▸ The problem:
Pick out and copy every line in the listing below that contains the word "white".

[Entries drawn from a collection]
-*-*-
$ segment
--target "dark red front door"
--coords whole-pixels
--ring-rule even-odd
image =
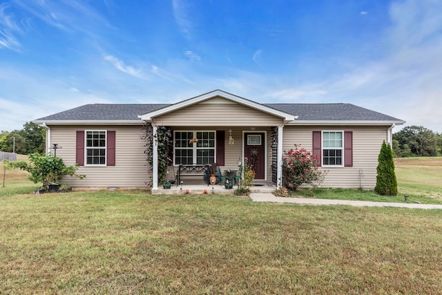
[[[247,158],[256,174],[255,179],[265,179],[265,149],[263,133],[244,133],[244,156]]]

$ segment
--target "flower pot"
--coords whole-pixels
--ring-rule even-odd
[[[60,188],[60,184],[49,184],[48,190],[50,193],[57,193]]]
[[[212,174],[210,175],[210,178],[209,178],[209,181],[211,184],[216,184],[216,176],[215,176],[215,174]]]

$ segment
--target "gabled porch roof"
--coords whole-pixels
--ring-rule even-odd
[[[295,120],[295,119],[298,117],[293,115],[292,114],[290,114],[289,113],[286,113],[282,111],[272,108],[271,106],[268,106],[265,104],[259,104],[258,102],[247,99],[238,95],[235,95],[220,90],[215,90],[201,95],[196,96],[193,98],[190,98],[189,99],[184,100],[182,102],[177,102],[174,104],[164,106],[164,108],[155,110],[149,113],[146,113],[144,115],[139,115],[138,117],[146,122],[152,122],[152,120],[155,117],[163,115],[192,105],[200,104],[215,97],[221,97],[230,102],[246,106],[278,117],[283,120],[285,124]]]

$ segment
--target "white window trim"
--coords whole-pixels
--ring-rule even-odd
[[[324,148],[324,133],[329,133],[329,132],[340,132],[343,135],[343,146],[339,149],[339,148],[327,148],[325,149]],[[321,131],[321,134],[320,134],[320,162],[321,162],[321,166],[322,167],[328,167],[328,168],[333,168],[333,167],[336,167],[336,168],[340,168],[340,167],[343,167],[344,166],[344,146],[345,146],[345,142],[344,142],[345,140],[345,136],[344,136],[344,131],[343,130],[323,130]],[[324,149],[340,149],[341,151],[341,158],[342,158],[342,160],[341,160],[341,164],[340,165],[325,165],[324,164]]]
[[[182,148],[183,149],[191,149],[192,151],[193,151],[193,158],[192,158],[192,165],[197,165],[196,162],[197,162],[197,151],[199,149],[213,149],[213,162],[216,162],[216,130],[174,130],[173,131],[173,166],[177,166],[178,165],[178,164],[176,164],[175,162],[175,149],[176,148],[176,146],[175,146],[175,133],[176,132],[192,132],[193,133],[193,136],[192,137],[192,138],[196,138],[196,133],[198,132],[213,132],[213,135],[215,135],[214,137],[214,141],[215,141],[215,146],[213,146],[213,148],[211,147],[206,147],[206,148],[197,148],[197,144],[196,143],[193,143],[192,144],[192,148]],[[107,138],[107,137],[106,137]],[[183,166],[191,166],[189,164],[183,164]]]
[[[86,142],[88,140],[88,132],[104,132],[104,148],[88,148]],[[104,149],[104,164],[88,164],[88,149]],[[95,130],[89,129],[84,131],[84,166],[104,166],[108,164],[108,131],[107,130]]]

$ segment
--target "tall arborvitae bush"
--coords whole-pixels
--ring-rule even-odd
[[[378,158],[377,171],[374,191],[381,196],[396,196],[398,182],[394,173],[393,152],[390,144],[387,144],[385,140]]]

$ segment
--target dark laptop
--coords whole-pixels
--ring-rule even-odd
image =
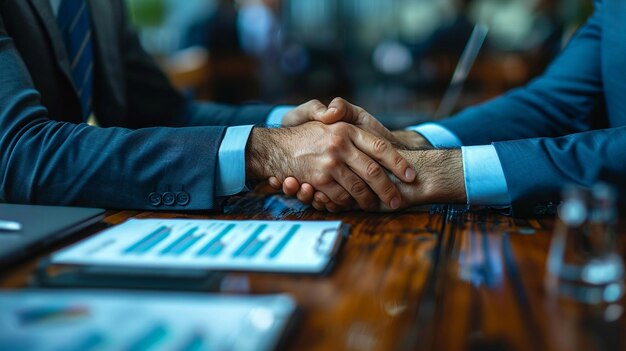
[[[0,229],[0,270],[103,218],[104,210],[95,208],[0,203],[0,223],[5,224]]]

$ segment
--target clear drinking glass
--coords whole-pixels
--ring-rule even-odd
[[[550,245],[546,286],[552,293],[598,304],[624,294],[624,262],[617,251],[613,188],[569,186]]]

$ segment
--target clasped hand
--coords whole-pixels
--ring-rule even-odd
[[[414,182],[416,172],[393,144],[408,143],[407,135],[394,135],[341,98],[328,107],[316,100],[303,104],[285,115],[283,126],[255,129],[252,136],[278,151],[265,150],[260,167],[272,187],[333,212],[355,204],[369,211],[405,204],[398,187]]]

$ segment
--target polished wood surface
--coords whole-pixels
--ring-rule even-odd
[[[624,299],[587,306],[544,288],[551,220],[432,207],[333,215],[279,196],[234,199],[227,214],[109,211],[128,218],[340,219],[351,234],[327,276],[229,273],[221,292],[286,292],[302,307],[290,350],[620,350]],[[624,236],[620,237],[626,246]],[[42,256],[43,257],[43,256]],[[28,284],[36,259],[0,284]]]

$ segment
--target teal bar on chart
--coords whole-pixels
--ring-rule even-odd
[[[222,239],[224,239],[224,237],[228,235],[228,233],[230,233],[230,231],[233,230],[235,226],[236,226],[235,224],[229,224],[226,227],[224,227],[224,229],[222,229],[222,231],[219,234],[217,234],[215,238],[211,239],[211,241],[209,241],[202,249],[200,249],[200,251],[198,251],[198,256],[219,255],[220,252],[224,249],[224,244],[222,244]]]
[[[160,226],[152,233],[146,235],[141,240],[137,241],[133,245],[124,250],[127,254],[142,254],[150,251],[158,243],[167,238],[171,233],[171,229],[166,226]]]
[[[168,245],[161,255],[180,255],[183,254],[189,247],[198,242],[202,238],[202,235],[194,235],[198,227],[189,229],[185,234],[181,235],[176,241]]]
[[[267,228],[267,224],[261,224],[258,228],[250,234],[248,239],[233,253],[233,257],[240,257],[245,254],[248,250],[256,249],[255,244],[258,242],[258,238],[263,233],[263,231]]]

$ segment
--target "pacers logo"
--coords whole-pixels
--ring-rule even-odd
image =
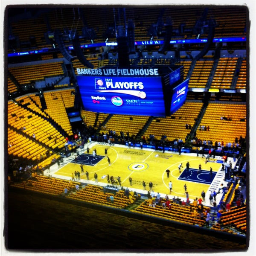
[[[147,163],[142,162],[134,163],[131,163],[128,168],[133,172],[142,172],[146,170],[148,168],[148,165]]]

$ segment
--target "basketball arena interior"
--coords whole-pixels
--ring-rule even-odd
[[[4,20],[6,250],[246,251],[246,6]]]

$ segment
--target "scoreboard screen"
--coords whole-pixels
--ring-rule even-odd
[[[160,76],[79,76],[76,78],[85,110],[166,116]]]
[[[170,115],[178,110],[185,102],[188,92],[188,85],[189,79],[187,79],[172,89]]]

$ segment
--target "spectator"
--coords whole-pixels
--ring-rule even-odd
[[[114,197],[111,195],[110,197],[109,197],[109,198],[110,199],[110,200],[111,201],[111,202],[112,204],[114,203]]]
[[[64,189],[64,195],[67,195],[67,193],[68,192],[68,189],[67,188],[65,188]]]

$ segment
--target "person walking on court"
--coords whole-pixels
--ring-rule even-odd
[[[172,193],[172,183],[171,180],[169,182],[169,188],[170,189],[170,193]]]
[[[153,191],[153,183],[150,181],[148,184],[149,186],[149,191]]]
[[[190,165],[189,164],[189,163],[188,161],[188,162],[186,163],[186,167],[187,172],[188,172],[189,170],[189,167],[190,167]]]
[[[143,186],[143,190],[146,190],[146,183],[145,183],[145,182],[144,180],[142,182],[142,186]]]
[[[183,166],[182,166],[182,163],[181,163],[179,165],[179,166],[178,166],[178,168],[179,168],[179,172],[180,172],[180,173],[181,172],[181,167],[183,168]]]
[[[212,177],[212,168],[210,167],[210,177],[211,178]]]
[[[81,169],[81,174],[84,173],[84,166],[82,164],[80,164],[80,168]]]
[[[98,175],[96,172],[94,173],[94,178],[95,179],[95,182],[98,182]]]
[[[130,181],[130,185],[132,186],[132,179],[131,177],[129,177],[129,181]]]
[[[79,180],[80,180],[80,172],[78,171],[77,172],[77,179]]]
[[[121,185],[121,177],[120,176],[118,176],[117,177],[117,181],[118,181],[118,183],[119,183],[120,186],[122,186]]]
[[[76,180],[75,180],[75,177],[74,177],[74,174],[73,174],[73,173],[72,173],[72,174],[71,175],[71,177],[72,177],[72,180],[74,180],[74,181],[76,181]]]
[[[110,162],[110,159],[109,158],[109,157],[108,157],[108,164],[109,165],[111,165],[111,162]]]
[[[89,180],[89,172],[87,171],[85,172],[85,175],[86,175],[86,178],[87,180]]]
[[[201,193],[201,196],[202,197],[203,201],[205,203],[205,192],[204,190]]]
[[[199,163],[199,165],[198,166],[198,172],[202,172],[202,166],[201,163]]]

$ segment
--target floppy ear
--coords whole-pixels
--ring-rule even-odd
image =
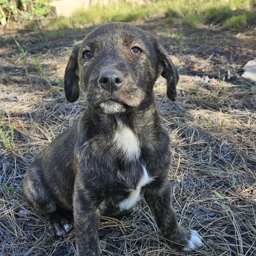
[[[158,44],[158,58],[163,68],[161,75],[167,80],[167,97],[173,101],[177,100],[176,85],[179,81],[178,71],[163,48]]]
[[[75,43],[64,76],[64,89],[67,100],[74,102],[79,95],[78,55],[81,41]]]

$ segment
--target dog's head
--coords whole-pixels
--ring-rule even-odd
[[[105,24],[74,44],[65,71],[66,97],[77,100],[80,83],[94,109],[124,113],[152,98],[160,74],[167,79],[168,98],[175,100],[179,75],[155,37],[128,23]]]

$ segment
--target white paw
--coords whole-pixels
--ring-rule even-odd
[[[204,245],[201,236],[196,230],[191,230],[190,236],[188,246],[183,247],[182,249],[183,252],[191,252],[194,250],[199,249]]]

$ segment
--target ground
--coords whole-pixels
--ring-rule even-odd
[[[256,54],[255,29],[193,29],[154,16],[132,23],[156,35],[180,74],[177,102],[163,78],[155,91],[172,142],[173,206],[204,241],[189,255],[254,255],[256,88],[241,75]],[[1,35],[1,255],[75,255],[74,231],[51,237],[21,185],[34,156],[82,111],[82,98],[65,99],[63,77],[72,44],[92,28]],[[122,221],[103,218],[99,233],[106,255],[187,255],[169,247],[143,201]]]

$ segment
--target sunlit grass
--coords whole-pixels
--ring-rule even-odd
[[[70,18],[60,18],[49,24],[51,28],[83,28],[111,21],[129,22],[145,19],[149,14],[164,14],[167,26],[177,19],[181,24],[194,28],[202,24],[225,28],[246,26],[252,17],[254,0],[159,0],[143,5],[120,1],[106,5],[98,4],[75,11]],[[237,17],[237,18],[236,18]]]

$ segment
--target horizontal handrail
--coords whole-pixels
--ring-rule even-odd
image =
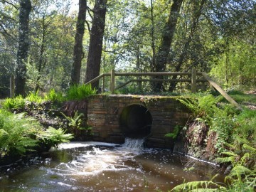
-*-*-
▸ Exercise response:
--target "white window trim"
--target white paw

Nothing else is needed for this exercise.